Source information —
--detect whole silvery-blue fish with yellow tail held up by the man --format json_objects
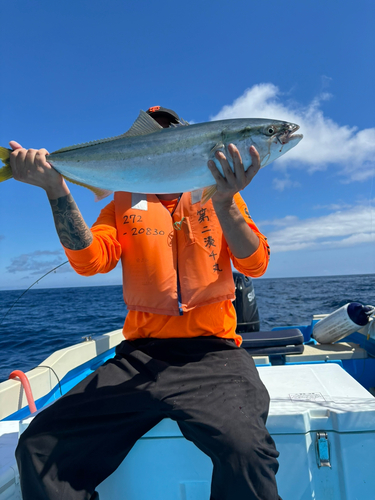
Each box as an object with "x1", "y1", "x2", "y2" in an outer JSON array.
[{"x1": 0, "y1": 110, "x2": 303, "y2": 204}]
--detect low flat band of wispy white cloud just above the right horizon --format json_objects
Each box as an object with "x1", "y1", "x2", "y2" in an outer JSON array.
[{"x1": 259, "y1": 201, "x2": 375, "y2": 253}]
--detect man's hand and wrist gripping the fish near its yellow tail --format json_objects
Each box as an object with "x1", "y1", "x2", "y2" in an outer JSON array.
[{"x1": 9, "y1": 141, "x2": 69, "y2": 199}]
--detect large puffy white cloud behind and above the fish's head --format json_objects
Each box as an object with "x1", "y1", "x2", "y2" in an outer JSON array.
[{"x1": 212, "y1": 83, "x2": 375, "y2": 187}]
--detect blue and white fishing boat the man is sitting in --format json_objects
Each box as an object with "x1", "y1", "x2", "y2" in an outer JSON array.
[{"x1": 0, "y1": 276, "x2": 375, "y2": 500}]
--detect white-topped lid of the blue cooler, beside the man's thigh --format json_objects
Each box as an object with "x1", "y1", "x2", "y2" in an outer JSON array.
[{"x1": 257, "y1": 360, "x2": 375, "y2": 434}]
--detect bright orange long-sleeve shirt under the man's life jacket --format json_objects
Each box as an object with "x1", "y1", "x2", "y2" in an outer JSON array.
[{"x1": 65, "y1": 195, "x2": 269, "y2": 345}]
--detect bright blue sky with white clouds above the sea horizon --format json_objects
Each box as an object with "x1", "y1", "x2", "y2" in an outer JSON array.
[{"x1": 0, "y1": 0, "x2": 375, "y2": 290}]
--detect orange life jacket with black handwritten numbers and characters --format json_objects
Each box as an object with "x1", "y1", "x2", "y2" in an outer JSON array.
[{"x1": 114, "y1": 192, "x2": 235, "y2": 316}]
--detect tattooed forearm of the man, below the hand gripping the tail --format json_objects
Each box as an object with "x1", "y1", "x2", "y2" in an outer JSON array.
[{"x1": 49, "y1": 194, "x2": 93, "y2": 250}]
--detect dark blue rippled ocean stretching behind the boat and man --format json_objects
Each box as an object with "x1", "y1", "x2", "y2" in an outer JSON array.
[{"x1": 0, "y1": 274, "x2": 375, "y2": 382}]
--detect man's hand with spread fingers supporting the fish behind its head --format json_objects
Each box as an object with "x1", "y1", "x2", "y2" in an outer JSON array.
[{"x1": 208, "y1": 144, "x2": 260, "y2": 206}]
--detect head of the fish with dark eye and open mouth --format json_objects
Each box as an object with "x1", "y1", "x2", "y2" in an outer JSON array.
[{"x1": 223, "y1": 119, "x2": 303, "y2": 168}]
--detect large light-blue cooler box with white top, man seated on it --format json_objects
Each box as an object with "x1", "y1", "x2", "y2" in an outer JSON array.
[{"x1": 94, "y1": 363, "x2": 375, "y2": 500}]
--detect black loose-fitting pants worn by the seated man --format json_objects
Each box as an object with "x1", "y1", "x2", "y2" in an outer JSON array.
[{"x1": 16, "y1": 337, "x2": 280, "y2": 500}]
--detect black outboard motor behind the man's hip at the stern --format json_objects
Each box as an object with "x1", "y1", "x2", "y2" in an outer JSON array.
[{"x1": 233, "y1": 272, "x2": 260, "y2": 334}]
* * *
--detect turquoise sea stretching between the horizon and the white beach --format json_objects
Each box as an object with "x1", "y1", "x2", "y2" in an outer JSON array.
---
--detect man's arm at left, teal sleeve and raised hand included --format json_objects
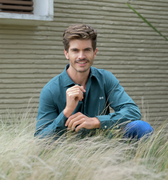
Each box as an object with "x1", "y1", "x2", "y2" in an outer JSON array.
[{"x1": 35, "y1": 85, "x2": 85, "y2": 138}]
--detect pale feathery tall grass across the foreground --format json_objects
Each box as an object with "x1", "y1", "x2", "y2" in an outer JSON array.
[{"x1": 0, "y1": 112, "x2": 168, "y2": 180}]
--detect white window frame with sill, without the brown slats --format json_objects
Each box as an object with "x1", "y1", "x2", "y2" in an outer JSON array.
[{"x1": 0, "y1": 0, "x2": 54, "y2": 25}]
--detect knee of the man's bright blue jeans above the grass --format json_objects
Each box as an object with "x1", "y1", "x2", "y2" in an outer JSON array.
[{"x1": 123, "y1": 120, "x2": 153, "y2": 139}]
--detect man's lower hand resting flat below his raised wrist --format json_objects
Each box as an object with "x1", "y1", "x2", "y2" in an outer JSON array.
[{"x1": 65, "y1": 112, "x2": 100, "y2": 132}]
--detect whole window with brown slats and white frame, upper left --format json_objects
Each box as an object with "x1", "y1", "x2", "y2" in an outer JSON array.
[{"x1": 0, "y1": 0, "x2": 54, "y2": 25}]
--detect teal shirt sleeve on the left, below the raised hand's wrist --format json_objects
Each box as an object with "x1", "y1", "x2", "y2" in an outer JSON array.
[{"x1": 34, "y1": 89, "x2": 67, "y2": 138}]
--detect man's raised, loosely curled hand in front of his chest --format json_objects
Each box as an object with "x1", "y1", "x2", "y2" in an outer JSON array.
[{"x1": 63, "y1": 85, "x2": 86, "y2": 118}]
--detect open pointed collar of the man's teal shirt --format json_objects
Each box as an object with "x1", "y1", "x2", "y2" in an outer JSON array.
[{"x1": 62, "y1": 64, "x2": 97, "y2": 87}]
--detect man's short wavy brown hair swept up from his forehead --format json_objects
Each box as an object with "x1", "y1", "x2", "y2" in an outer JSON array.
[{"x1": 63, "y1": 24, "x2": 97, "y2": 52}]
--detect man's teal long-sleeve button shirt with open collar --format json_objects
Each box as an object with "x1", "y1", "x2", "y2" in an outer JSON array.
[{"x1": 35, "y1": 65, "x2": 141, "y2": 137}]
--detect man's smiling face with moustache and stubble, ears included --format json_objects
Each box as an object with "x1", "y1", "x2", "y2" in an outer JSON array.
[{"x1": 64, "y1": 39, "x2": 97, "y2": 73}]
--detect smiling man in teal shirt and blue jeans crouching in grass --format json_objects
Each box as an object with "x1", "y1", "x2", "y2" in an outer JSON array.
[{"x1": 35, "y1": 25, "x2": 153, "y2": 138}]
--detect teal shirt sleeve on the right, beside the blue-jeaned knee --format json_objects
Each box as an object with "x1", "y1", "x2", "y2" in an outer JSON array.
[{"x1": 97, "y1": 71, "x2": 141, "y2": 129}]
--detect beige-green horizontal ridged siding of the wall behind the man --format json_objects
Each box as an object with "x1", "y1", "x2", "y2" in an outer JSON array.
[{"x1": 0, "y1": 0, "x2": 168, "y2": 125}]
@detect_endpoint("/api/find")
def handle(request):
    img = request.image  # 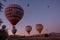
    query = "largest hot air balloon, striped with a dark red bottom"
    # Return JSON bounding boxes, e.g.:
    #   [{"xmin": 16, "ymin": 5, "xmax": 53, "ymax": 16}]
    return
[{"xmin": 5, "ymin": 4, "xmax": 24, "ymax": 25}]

Problem description —
For the string "long", search the preceding data and copy every line that includes it.

Exercise answer —
--detect bright orange long-sleeve shirt under the man's life jacket --format json_objects
--detect man's teal long-sleeve button shirt with open collar --format json_objects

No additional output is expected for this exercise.